(Records shown begins)

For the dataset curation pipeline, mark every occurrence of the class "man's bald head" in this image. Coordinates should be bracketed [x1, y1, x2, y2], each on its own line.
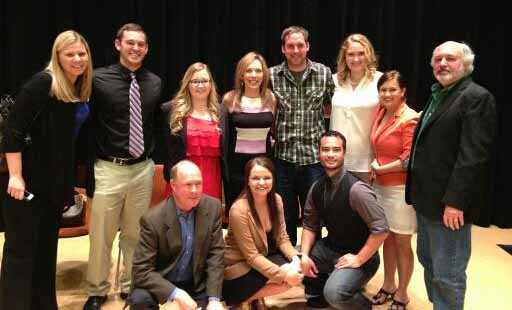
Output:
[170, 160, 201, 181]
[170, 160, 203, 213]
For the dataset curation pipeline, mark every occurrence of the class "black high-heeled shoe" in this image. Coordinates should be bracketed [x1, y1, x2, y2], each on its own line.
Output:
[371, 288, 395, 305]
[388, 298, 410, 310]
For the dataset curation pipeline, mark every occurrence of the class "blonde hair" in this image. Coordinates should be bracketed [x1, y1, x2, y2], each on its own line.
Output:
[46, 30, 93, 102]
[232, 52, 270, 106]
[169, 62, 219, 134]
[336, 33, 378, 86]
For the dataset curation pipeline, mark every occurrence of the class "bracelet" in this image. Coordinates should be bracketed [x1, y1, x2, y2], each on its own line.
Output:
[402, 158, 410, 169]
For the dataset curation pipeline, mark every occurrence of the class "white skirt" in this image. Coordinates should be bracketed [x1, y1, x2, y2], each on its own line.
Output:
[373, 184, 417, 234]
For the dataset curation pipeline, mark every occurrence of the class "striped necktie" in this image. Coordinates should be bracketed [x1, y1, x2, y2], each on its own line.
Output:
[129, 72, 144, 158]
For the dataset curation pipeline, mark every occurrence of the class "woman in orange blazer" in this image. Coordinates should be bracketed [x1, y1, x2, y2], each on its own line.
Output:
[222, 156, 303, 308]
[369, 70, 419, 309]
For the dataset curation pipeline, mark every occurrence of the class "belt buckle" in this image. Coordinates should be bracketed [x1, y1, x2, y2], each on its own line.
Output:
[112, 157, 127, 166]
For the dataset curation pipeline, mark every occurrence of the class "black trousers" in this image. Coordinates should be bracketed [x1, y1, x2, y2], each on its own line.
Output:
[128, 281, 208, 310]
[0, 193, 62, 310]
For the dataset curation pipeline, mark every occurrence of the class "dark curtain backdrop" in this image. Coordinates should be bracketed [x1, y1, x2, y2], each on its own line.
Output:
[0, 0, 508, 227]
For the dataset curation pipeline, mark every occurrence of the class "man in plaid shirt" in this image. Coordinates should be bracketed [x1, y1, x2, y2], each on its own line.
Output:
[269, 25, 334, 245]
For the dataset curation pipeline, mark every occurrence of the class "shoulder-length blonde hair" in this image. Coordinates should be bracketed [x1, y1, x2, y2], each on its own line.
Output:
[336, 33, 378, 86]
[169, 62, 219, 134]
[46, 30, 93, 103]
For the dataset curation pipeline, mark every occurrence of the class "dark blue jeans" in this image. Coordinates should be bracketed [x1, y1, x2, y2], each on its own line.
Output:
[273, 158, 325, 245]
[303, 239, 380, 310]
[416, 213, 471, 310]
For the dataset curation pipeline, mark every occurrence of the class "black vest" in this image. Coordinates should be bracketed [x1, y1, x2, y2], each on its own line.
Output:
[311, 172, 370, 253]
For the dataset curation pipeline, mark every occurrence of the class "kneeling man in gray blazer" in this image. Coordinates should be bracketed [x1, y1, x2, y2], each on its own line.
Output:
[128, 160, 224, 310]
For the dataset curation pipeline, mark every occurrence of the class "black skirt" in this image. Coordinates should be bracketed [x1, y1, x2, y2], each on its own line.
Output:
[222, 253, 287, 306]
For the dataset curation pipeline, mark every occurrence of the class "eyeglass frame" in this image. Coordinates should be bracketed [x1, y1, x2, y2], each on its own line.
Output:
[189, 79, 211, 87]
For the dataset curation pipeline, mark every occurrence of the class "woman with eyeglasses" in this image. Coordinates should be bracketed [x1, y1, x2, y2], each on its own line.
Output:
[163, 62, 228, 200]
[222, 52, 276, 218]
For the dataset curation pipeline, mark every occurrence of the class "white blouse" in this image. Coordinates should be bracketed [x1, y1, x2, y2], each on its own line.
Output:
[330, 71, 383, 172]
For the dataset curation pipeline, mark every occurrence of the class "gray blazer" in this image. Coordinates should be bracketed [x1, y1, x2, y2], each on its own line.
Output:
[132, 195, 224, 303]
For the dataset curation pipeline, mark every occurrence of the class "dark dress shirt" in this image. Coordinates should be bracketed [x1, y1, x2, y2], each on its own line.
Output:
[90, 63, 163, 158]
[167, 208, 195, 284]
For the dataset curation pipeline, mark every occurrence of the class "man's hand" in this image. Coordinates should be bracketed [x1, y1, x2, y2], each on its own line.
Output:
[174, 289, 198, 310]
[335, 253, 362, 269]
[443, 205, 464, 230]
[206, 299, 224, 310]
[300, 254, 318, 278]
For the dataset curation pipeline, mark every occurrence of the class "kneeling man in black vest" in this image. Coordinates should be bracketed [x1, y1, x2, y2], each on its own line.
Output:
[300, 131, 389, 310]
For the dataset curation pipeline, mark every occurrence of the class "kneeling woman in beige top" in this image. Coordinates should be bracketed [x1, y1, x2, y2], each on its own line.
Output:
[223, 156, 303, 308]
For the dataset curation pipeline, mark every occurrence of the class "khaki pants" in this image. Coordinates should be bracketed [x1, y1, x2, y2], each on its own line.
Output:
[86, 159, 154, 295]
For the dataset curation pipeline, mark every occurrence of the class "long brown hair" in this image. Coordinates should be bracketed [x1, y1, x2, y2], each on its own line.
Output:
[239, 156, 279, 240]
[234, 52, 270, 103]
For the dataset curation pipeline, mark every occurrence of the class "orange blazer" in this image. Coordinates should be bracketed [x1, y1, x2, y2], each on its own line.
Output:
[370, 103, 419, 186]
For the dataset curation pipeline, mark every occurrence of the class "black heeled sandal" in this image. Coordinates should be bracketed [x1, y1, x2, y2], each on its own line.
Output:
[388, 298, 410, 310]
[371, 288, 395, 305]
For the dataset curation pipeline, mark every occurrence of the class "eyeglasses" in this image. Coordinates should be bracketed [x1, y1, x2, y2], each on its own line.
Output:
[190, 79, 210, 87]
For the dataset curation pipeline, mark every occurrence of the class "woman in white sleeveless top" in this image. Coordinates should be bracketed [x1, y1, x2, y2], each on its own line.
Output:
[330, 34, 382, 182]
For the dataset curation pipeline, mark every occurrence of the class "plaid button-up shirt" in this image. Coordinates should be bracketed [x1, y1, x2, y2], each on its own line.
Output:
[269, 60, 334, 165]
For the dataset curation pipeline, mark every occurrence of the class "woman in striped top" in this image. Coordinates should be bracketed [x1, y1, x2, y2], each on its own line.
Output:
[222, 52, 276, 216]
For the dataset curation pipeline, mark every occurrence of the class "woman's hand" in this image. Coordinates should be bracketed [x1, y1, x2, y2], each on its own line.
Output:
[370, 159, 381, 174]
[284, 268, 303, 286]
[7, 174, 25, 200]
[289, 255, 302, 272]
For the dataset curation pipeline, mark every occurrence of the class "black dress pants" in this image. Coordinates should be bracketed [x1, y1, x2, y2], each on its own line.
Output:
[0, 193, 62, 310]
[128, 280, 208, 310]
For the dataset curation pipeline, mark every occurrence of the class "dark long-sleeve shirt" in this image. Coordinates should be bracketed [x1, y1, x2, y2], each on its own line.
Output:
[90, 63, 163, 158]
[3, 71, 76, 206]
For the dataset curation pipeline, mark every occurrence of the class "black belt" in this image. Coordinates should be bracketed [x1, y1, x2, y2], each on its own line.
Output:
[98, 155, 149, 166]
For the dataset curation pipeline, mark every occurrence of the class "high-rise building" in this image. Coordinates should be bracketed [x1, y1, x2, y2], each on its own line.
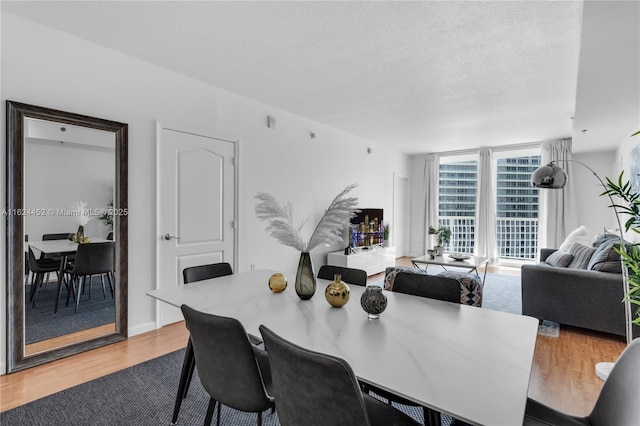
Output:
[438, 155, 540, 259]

(Records shown ends)
(Records shown begins)

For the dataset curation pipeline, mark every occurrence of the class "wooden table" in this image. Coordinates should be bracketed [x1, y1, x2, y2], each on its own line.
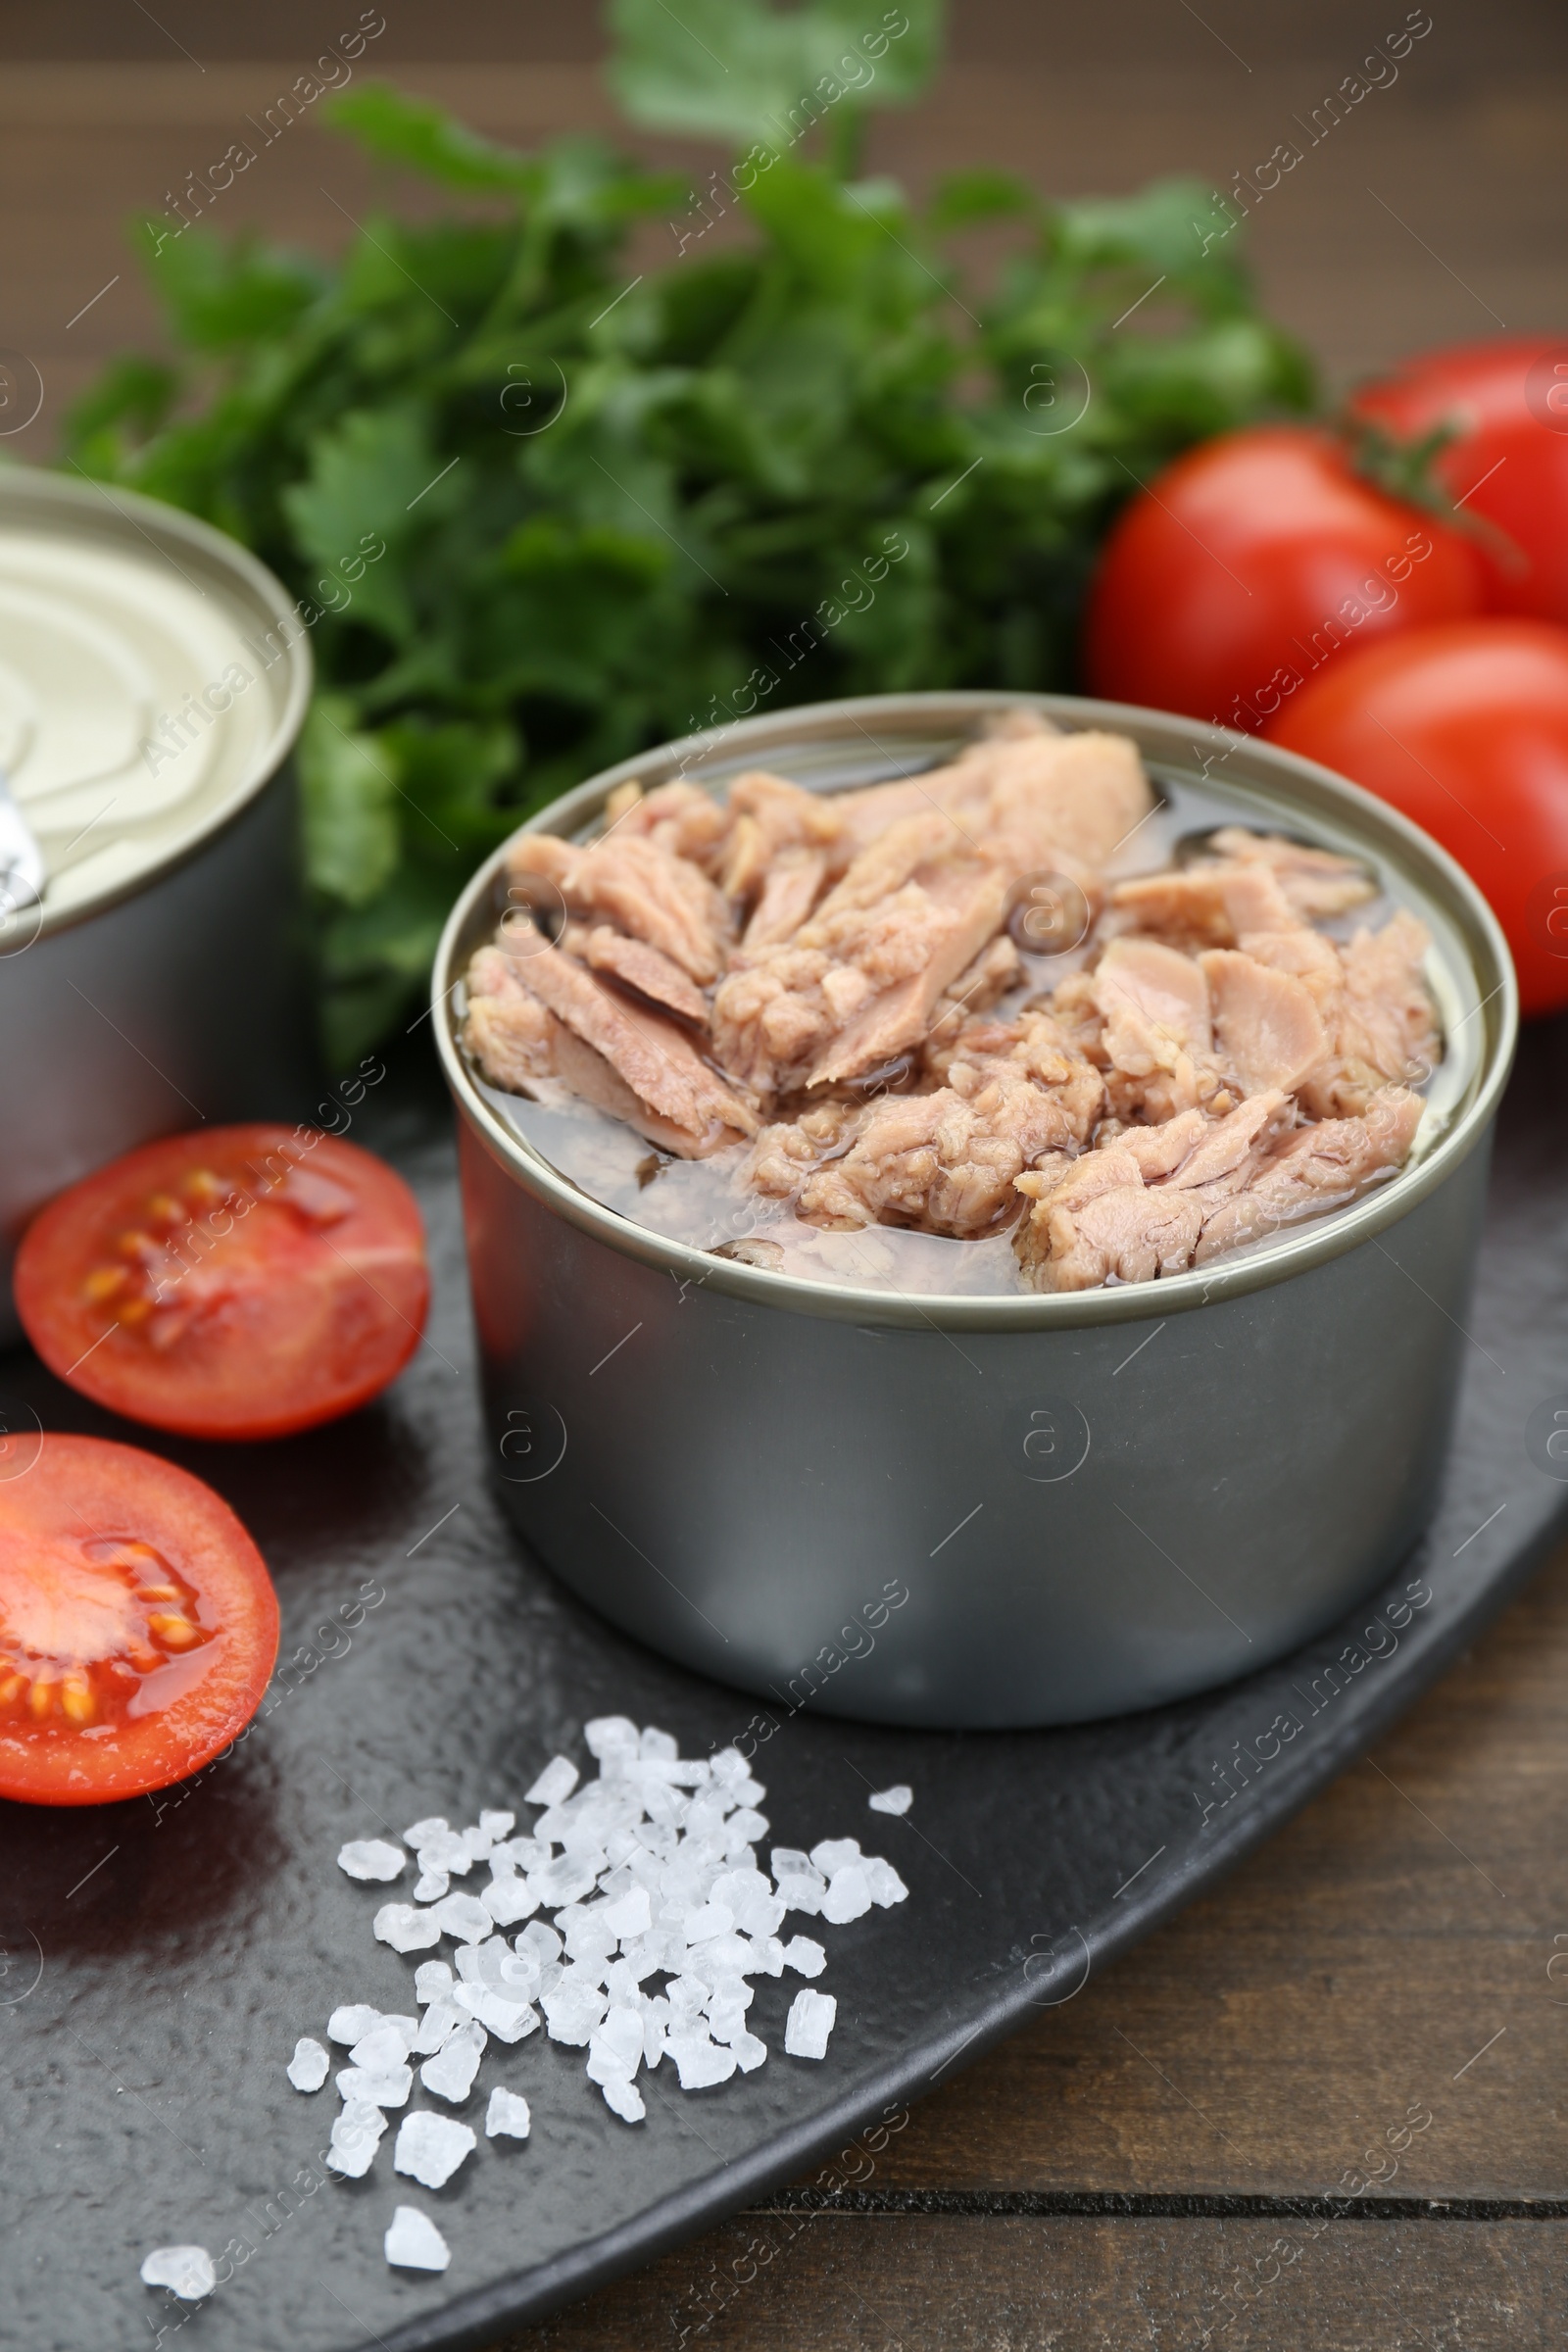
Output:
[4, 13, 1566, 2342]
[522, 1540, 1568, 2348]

(Records shown ends)

• [Problem requirements]:
Where the string "striped" turns up in a line of the data above, copy that whole line.

• [Reply to the exercise]:
For the dataset curation pipeline, mark every occurrence of the class "striped necktie" in this image. Coordinates should be bracketed [x1, y1, x2, y2], each on its own line.
For the dataset curation pipeline, mark every occurrence of the class "woman in striped top" in this image. Coordinates should be bracketed [x1, y1, x2, y2], each on its own line.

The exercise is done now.